Pointing records
------

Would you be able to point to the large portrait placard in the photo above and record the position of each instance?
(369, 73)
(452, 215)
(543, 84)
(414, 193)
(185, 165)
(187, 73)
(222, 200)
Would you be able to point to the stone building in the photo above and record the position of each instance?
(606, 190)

------

DIRECTION: Could you write out these lines again, replacing "point to" with "indicate" everywhere and leaving everything else unchanged?

EXPECTED ANSWER:
Would you be able to indicate the large portrait placard in the photo above and record the position of each instance?
(369, 73)
(452, 215)
(543, 84)
(414, 193)
(185, 165)
(187, 73)
(222, 200)
Would you be able to indicate the stone building in the photo above and record the position of each instance?
(606, 190)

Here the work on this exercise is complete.